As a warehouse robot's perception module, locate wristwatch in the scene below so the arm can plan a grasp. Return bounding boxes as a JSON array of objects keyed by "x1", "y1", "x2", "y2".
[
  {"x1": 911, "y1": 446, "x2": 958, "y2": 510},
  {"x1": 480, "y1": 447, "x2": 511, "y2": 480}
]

—————

Given request
Pick out every line in the rows above that contains the string "plan", and copy each one in full.

Response
As a warehouse robot's perception module, locate wristwatch in the scene below so the arm can plan a grasp. Return bounding boxes as a JSON array of objects keyed by "x1", "y1", "x2", "y2".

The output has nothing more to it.